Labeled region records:
--*--
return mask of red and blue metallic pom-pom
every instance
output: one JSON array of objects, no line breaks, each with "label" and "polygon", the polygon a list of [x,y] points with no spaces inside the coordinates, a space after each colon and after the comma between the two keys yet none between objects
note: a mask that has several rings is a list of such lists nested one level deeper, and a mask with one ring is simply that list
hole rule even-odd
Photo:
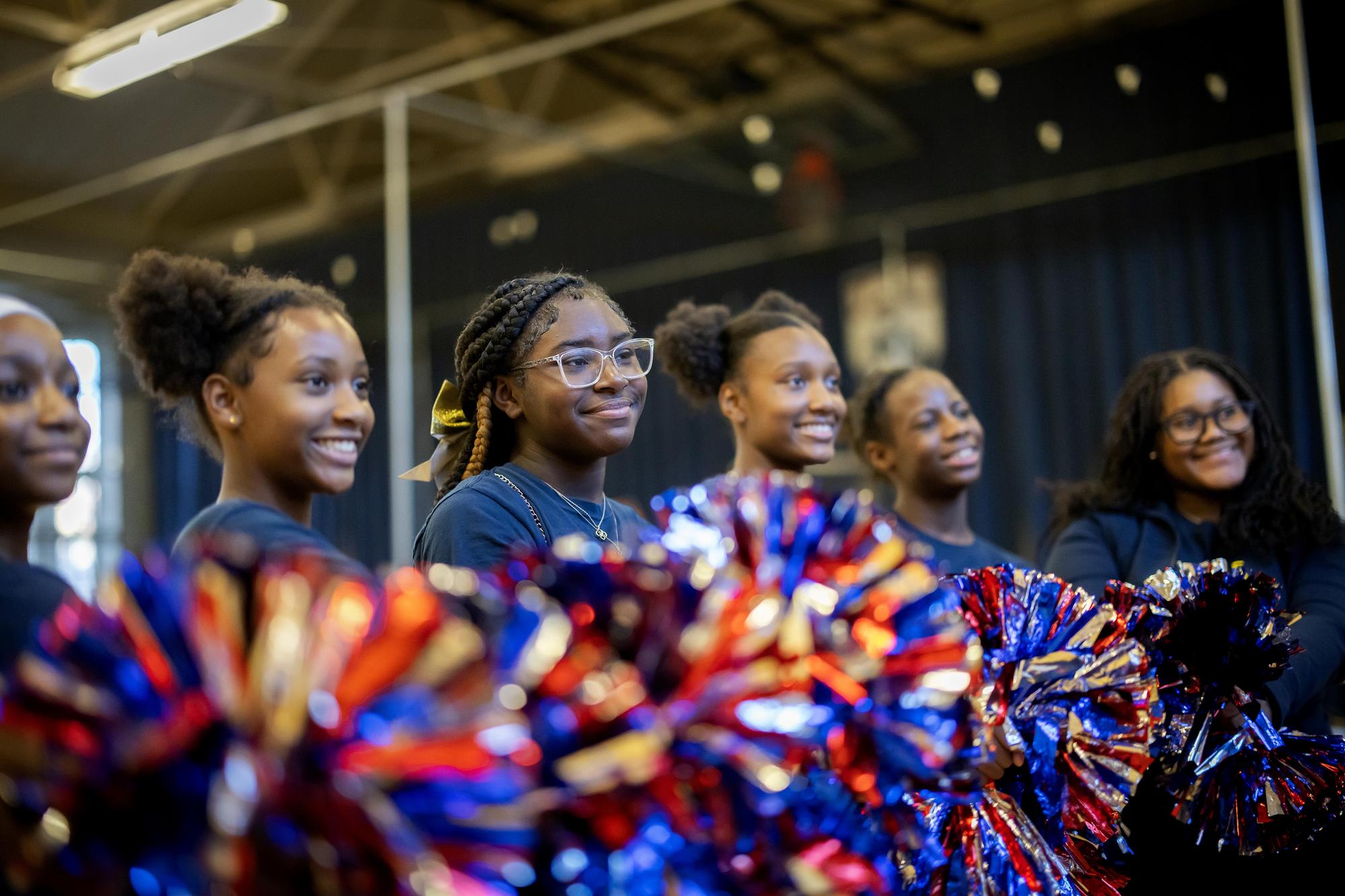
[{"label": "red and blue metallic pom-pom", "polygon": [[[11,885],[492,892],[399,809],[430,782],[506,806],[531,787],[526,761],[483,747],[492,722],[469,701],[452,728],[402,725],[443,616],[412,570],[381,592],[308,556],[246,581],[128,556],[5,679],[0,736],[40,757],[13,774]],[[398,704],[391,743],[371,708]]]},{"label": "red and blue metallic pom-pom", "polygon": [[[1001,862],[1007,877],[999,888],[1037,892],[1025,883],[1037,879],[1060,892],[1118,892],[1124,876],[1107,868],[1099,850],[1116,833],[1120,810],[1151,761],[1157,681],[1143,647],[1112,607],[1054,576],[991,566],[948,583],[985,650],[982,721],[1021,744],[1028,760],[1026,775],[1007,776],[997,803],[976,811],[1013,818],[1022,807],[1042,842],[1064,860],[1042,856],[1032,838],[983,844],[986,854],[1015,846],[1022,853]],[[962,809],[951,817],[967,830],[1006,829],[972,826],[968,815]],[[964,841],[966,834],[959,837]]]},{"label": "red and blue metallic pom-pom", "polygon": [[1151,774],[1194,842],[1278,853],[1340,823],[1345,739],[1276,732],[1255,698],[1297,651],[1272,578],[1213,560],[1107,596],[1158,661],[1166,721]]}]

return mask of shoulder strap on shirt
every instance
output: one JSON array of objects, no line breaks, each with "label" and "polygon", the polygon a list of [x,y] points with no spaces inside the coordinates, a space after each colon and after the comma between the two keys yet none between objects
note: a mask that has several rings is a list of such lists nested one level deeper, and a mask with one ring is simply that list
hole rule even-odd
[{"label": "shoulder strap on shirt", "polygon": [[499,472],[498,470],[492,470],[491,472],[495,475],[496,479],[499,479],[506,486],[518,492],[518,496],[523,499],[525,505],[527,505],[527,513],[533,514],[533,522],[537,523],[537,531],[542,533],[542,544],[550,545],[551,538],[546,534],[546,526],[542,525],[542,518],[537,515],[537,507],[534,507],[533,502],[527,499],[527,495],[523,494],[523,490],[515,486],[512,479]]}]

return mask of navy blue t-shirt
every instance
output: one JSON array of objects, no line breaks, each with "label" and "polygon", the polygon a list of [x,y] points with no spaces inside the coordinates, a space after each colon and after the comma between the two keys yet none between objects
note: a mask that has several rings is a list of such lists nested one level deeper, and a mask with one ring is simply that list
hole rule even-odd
--*--
Copy out all of the rows above verbatim, leaving out the pictures.

▶ _EXERCISE RESULT_:
return mask of red and blue metallic pom-pom
every instance
output: one JSON array of objects, no line breaks, each with "label" and "polygon", the polygon a list of [x,y] points with no spaces inside the coordinates, a space after each colon and after the comma between the two keys yet none between objects
note: a mask that has several rings is a list of such lists nested one level deeper, and a mask with one ring is simply that list
hole rule even-odd
Photo:
[{"label": "red and blue metallic pom-pom", "polygon": [[[11,885],[492,892],[399,809],[430,782],[506,806],[531,787],[526,761],[483,747],[492,722],[469,701],[452,728],[402,725],[443,616],[412,570],[381,592],[308,556],[246,581],[128,556],[5,679],[0,736],[40,757],[13,774]],[[398,704],[391,743],[371,708]]]},{"label": "red and blue metallic pom-pom", "polygon": [[[1001,862],[1007,877],[999,888],[1037,892],[1025,883],[1037,879],[1060,892],[1118,892],[1124,876],[1107,868],[1099,850],[1116,833],[1120,810],[1151,761],[1157,681],[1143,647],[1112,607],[1054,576],[991,566],[948,583],[985,650],[982,721],[1021,744],[1028,760],[1026,775],[1007,776],[997,803],[976,811],[1013,818],[1022,807],[1042,842],[1064,860],[1042,856],[1032,838],[983,844],[986,854],[1015,846],[1022,853]],[[962,809],[951,817],[967,830],[1006,829],[972,826],[968,815]],[[964,841],[966,834],[959,837]]]},{"label": "red and blue metallic pom-pom", "polygon": [[1151,774],[1194,842],[1278,853],[1340,823],[1345,739],[1276,732],[1255,698],[1297,651],[1272,578],[1213,560],[1107,596],[1158,661],[1166,721]]}]

return mask of shoulder strap on shirt
every instance
output: one JSON array of objects, no line breaks, each with "label" and "polygon", the polygon a list of [x,y] points with no spaces inside the coordinates, a space after each colon and after the comma between the two keys yet none between objects
note: a mask that has several rings is a list of such lists nested one level deeper, and a mask with one ring is simply that list
hole rule even-odd
[{"label": "shoulder strap on shirt", "polygon": [[499,472],[498,470],[492,470],[491,472],[495,475],[496,479],[499,479],[506,486],[518,492],[518,496],[523,499],[525,505],[527,505],[527,513],[533,514],[533,522],[537,523],[537,531],[542,533],[542,544],[550,545],[551,538],[546,534],[546,526],[542,525],[542,518],[537,515],[537,507],[534,507],[533,502],[527,499],[527,495],[523,494],[523,490],[515,486],[512,479]]}]

return mask of navy blue t-shirt
every instance
output: one JSON array of objects, no line breaks, each with "label" and "polygon", the polygon a list of [x,y] points with no spaces inside the coordinates, a space after each colon and after the comma between the two keys yet none between objects
note: a mask that has several rings is a list of such lists nested one level deeper, and a mask with one ring is simply that list
hole rule even-odd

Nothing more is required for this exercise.